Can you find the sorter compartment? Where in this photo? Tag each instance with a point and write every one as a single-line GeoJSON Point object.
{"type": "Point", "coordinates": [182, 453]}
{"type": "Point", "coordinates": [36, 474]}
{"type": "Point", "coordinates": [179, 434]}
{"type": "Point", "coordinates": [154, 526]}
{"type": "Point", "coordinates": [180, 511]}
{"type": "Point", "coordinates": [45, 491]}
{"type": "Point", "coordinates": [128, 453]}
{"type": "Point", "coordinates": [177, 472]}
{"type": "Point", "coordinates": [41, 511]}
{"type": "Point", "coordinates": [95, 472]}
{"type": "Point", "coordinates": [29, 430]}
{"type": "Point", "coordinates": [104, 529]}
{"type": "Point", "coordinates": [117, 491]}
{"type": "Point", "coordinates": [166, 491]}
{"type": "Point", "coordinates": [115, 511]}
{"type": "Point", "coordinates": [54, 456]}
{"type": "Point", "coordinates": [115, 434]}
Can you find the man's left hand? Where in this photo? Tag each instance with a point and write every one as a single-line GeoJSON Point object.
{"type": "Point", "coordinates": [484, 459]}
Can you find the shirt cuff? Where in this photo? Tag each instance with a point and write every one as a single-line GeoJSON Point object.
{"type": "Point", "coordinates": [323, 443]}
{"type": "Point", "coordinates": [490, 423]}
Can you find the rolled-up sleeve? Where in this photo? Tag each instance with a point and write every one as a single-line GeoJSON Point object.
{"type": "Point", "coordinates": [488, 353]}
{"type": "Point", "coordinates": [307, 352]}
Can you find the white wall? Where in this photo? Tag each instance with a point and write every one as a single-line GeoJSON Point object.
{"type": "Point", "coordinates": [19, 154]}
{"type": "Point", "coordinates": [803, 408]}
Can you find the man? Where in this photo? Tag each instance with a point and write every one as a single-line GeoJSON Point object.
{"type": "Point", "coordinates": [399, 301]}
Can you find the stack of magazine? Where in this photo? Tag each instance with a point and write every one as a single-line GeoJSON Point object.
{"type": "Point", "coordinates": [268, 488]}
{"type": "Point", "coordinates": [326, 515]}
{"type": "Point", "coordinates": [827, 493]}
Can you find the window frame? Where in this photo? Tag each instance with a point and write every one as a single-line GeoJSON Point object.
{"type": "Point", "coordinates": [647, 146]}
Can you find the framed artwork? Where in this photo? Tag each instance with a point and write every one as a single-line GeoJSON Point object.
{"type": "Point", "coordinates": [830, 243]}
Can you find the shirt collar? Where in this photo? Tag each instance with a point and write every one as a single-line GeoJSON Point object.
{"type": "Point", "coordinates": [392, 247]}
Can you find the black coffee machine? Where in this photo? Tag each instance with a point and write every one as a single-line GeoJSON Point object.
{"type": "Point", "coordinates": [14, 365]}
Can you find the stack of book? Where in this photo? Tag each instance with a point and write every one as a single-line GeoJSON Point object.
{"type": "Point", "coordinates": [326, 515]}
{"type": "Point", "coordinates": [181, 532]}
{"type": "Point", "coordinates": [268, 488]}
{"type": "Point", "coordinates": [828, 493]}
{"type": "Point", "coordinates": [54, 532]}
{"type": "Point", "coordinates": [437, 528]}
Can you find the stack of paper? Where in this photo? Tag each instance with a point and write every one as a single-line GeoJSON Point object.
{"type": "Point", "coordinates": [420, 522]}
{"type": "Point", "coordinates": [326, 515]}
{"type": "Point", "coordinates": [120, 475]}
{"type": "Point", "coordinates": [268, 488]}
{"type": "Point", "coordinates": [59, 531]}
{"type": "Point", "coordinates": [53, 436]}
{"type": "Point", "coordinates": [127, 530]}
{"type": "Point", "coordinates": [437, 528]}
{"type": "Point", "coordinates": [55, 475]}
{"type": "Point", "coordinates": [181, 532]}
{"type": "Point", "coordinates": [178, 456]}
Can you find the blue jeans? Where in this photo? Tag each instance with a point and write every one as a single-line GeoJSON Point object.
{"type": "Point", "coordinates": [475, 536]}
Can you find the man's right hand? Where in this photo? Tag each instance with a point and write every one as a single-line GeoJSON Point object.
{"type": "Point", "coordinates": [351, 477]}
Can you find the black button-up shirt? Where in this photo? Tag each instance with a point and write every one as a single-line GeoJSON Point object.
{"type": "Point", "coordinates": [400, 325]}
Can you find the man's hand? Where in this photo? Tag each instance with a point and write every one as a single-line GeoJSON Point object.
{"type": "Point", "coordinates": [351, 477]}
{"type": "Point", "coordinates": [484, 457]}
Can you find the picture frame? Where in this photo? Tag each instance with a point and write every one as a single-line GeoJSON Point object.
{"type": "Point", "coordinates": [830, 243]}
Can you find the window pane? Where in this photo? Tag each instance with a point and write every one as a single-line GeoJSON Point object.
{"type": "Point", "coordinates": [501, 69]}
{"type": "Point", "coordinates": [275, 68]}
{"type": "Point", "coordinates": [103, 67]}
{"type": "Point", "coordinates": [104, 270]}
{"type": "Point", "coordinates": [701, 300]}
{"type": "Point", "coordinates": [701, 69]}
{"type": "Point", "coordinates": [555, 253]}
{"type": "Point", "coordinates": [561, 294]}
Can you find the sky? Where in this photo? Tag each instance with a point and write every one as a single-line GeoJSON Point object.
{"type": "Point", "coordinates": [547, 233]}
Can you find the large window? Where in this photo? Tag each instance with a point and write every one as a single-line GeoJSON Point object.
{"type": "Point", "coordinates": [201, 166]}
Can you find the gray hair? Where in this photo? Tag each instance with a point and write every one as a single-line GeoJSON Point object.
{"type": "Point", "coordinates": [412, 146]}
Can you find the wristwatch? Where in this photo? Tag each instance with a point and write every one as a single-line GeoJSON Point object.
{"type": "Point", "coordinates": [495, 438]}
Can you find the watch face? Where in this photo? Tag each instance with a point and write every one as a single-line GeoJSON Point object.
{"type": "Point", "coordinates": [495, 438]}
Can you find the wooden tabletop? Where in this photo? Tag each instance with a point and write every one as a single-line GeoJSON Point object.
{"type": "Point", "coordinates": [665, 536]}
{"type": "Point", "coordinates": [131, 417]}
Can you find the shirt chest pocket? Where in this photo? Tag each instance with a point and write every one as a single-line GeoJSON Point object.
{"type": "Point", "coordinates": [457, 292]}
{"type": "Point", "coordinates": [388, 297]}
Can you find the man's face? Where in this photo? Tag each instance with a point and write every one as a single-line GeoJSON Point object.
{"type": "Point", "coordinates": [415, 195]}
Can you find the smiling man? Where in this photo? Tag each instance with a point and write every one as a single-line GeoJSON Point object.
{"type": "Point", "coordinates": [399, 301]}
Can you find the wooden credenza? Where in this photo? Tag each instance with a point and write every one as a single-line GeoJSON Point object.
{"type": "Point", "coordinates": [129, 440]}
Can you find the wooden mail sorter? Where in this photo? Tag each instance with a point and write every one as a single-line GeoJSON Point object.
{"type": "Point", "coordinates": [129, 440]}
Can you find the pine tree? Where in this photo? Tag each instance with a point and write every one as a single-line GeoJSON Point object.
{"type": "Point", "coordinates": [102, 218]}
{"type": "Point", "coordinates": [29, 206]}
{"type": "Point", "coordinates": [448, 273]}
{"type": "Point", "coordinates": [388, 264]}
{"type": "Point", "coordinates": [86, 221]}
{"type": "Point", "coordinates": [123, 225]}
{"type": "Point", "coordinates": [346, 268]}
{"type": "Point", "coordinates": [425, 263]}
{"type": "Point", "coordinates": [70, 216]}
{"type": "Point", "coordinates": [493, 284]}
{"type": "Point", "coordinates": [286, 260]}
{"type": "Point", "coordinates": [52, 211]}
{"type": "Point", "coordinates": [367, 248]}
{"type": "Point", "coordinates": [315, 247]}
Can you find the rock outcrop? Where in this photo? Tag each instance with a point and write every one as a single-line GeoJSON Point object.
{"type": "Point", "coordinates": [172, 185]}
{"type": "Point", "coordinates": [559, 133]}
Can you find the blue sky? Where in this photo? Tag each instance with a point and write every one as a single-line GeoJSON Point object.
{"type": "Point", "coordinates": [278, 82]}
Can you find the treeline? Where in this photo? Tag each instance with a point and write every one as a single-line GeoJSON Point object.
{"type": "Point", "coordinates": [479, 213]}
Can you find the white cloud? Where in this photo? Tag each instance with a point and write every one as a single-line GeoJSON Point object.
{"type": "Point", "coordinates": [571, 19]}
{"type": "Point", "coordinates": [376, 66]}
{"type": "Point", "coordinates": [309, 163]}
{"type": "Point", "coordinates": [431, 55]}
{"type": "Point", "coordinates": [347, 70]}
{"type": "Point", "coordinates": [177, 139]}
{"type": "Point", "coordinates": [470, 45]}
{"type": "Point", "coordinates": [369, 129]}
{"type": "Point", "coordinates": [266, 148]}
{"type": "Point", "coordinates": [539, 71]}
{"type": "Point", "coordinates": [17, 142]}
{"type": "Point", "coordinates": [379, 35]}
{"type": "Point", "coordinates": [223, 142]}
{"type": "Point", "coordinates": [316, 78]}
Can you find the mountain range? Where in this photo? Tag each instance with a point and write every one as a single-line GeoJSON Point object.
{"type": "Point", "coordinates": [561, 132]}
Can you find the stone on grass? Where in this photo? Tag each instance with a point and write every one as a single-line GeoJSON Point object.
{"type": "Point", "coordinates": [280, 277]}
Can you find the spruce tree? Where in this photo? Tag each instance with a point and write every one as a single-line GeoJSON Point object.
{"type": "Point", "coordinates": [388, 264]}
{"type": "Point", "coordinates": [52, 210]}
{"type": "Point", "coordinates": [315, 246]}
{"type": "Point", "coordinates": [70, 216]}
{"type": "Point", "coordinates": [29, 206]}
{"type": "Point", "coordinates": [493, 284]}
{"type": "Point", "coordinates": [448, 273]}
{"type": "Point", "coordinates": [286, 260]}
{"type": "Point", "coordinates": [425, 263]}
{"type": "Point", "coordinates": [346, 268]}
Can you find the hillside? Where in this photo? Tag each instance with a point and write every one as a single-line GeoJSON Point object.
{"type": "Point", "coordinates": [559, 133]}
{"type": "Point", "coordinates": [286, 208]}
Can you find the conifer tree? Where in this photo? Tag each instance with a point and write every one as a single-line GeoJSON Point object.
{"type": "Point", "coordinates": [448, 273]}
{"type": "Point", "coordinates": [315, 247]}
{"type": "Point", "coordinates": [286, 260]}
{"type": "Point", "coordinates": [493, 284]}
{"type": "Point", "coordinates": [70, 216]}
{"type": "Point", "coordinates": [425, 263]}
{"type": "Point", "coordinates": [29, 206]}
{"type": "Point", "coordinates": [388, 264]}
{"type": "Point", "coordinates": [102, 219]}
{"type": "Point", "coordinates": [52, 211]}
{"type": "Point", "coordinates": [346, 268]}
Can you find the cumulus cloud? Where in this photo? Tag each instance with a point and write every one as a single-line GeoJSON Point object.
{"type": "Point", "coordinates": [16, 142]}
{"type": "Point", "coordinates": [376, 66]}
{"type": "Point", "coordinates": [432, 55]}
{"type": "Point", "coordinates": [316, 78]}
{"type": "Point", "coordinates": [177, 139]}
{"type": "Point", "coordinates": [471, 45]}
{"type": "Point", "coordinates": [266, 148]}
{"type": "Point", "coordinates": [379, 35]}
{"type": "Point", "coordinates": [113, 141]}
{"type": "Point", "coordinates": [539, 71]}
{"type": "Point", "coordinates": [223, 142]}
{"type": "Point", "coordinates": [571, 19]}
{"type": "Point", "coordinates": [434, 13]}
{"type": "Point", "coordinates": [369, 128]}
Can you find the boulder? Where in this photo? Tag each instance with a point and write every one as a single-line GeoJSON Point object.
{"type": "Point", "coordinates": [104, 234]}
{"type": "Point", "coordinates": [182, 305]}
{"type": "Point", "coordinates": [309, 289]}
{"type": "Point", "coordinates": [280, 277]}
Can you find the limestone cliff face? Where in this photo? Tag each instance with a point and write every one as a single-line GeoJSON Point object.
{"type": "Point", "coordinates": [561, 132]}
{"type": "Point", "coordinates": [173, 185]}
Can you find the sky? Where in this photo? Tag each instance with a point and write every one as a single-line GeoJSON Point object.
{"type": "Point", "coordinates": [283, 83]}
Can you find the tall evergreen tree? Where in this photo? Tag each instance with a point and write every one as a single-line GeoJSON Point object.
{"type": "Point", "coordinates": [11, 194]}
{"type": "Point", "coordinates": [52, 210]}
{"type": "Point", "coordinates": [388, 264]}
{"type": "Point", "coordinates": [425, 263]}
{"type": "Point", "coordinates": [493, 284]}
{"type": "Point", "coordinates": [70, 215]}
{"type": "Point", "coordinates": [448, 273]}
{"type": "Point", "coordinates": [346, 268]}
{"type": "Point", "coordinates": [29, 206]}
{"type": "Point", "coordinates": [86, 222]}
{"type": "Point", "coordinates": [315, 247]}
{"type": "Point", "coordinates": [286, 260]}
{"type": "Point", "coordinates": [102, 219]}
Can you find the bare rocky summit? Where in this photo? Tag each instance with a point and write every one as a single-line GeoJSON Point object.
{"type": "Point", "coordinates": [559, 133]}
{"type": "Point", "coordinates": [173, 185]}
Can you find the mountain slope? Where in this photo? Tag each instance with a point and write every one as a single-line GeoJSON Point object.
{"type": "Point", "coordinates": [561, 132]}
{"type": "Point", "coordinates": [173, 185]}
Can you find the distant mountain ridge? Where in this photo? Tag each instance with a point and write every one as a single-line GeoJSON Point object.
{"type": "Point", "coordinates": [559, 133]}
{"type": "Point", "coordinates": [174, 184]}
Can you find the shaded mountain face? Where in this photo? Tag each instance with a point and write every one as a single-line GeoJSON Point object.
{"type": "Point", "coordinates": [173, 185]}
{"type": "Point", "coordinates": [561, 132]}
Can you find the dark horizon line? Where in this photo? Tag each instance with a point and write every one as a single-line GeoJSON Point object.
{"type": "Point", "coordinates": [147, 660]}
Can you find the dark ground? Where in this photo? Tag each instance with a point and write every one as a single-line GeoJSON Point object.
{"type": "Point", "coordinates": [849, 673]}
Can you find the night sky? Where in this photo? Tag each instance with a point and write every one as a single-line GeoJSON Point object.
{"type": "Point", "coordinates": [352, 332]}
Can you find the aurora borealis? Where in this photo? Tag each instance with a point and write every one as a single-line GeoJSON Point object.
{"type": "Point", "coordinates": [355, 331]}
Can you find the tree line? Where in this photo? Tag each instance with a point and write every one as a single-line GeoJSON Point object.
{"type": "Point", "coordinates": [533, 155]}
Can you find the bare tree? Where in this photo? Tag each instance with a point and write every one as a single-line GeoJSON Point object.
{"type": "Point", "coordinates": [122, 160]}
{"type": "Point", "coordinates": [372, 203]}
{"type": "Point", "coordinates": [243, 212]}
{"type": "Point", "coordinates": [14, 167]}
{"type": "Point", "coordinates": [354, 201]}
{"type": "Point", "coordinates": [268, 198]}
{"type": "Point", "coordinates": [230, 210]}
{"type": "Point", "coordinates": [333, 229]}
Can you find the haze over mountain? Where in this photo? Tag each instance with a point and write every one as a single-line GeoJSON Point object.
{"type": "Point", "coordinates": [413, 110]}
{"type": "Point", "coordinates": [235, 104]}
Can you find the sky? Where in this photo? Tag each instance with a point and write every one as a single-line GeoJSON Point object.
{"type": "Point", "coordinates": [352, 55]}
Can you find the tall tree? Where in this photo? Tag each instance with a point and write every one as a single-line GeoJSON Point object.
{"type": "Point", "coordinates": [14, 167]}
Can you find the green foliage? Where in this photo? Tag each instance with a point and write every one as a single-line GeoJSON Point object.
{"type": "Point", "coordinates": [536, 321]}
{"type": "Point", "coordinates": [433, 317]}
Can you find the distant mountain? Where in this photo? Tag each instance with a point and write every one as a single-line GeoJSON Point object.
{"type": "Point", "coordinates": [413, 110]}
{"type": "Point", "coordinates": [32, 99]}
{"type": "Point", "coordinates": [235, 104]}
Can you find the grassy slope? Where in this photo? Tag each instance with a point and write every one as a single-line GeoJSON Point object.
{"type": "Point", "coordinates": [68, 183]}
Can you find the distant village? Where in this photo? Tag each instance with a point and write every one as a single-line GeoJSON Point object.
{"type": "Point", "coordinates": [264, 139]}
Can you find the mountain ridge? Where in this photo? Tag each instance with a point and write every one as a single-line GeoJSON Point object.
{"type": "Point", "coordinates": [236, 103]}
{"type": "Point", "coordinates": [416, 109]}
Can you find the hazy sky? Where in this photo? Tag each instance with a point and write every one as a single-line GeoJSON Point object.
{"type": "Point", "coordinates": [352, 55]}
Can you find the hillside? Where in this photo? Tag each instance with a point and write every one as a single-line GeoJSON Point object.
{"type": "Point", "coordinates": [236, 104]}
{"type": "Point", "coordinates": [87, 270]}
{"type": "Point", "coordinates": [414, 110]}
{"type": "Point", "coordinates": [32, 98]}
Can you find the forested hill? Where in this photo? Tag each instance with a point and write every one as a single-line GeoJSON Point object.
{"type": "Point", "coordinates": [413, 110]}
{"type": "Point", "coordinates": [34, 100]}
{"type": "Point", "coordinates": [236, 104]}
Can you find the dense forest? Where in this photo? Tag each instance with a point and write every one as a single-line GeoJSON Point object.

Stated exercise: Output the line holding "Can you find the grassy", then every later line through the end of the records above, exactly as given and nothing else.

Task answer:
Can you find the grassy slope? Where in this photo? Tag each instance with a point and write every one as a single-line GeoJSON Point object.
{"type": "Point", "coordinates": [68, 183]}
Can you find the distant village? Where in this photo? Tag each instance with a point and write every one as a single-line GeoJSON Point object.
{"type": "Point", "coordinates": [264, 139]}
Can you find the mountain ridge? Where in this photo? Tag each instance with a point and write every one as a single-line GeoJSON Point object.
{"type": "Point", "coordinates": [236, 103]}
{"type": "Point", "coordinates": [416, 109]}
Can you find the hazy sky? Where in this photo? Tag each instance with a point and write every one as a single-line GeoJSON Point object.
{"type": "Point", "coordinates": [352, 55]}
Can you find the hillside? Where in this photo? Tag each instance with a point and write every one as a single-line GeoJSON Point object.
{"type": "Point", "coordinates": [236, 104]}
{"type": "Point", "coordinates": [87, 270]}
{"type": "Point", "coordinates": [414, 110]}
{"type": "Point", "coordinates": [32, 98]}
Can you find the forested hill? Where in this photo? Tag each instance with a point and write every one as a single-line GeoJSON Point object.
{"type": "Point", "coordinates": [413, 110]}
{"type": "Point", "coordinates": [34, 100]}
{"type": "Point", "coordinates": [236, 104]}
Can you find the dense forest? Where in this photo? Tag each instance with a point and write every one as a single-line GeoJSON Point object.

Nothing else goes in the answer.